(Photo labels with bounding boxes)
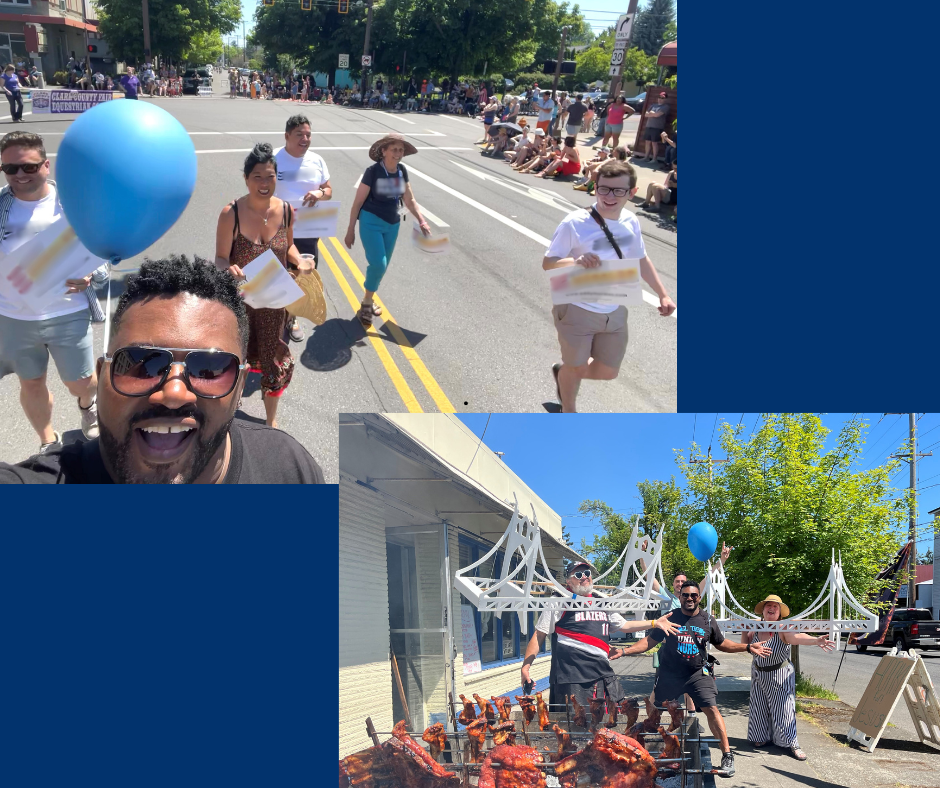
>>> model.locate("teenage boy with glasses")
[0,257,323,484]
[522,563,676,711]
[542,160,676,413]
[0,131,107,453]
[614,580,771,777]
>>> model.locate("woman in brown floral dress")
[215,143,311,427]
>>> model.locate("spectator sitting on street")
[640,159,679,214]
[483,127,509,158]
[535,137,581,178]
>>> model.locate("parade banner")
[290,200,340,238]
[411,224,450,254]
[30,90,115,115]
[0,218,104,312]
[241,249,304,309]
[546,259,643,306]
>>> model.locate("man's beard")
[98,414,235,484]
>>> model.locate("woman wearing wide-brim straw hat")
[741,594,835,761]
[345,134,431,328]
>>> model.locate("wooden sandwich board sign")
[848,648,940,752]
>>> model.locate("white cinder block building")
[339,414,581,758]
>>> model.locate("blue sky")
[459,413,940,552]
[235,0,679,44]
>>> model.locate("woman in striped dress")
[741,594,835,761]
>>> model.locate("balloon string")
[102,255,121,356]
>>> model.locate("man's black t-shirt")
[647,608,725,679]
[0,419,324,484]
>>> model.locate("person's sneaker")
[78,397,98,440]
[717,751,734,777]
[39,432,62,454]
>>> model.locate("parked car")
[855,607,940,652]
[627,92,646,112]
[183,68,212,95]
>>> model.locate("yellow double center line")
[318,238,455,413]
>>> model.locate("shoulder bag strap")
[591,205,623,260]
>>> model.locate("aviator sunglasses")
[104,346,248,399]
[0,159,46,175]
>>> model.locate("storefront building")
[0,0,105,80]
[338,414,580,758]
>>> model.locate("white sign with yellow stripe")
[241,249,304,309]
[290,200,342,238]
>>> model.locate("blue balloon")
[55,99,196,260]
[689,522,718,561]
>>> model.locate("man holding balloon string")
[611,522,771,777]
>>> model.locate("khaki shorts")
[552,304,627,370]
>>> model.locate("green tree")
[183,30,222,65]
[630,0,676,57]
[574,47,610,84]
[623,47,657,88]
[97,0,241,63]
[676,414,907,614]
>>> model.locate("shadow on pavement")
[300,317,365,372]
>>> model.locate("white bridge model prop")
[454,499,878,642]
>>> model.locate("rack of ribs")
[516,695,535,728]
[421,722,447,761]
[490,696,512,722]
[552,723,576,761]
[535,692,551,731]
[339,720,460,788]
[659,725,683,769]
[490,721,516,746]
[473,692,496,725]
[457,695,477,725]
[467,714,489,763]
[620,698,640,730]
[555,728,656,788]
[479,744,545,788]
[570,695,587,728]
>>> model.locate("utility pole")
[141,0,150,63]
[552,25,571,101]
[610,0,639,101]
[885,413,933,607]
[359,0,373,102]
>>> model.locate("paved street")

* **WORK TO BE COMPLETED**
Identify every line in the rows above that contains the string "dress", and copy each one. Case counts.

* **ANSWER TO THE EXERCISE**
>>> model.locate("woman in brown floral dress")
>>> model.locate("woman in striped dress")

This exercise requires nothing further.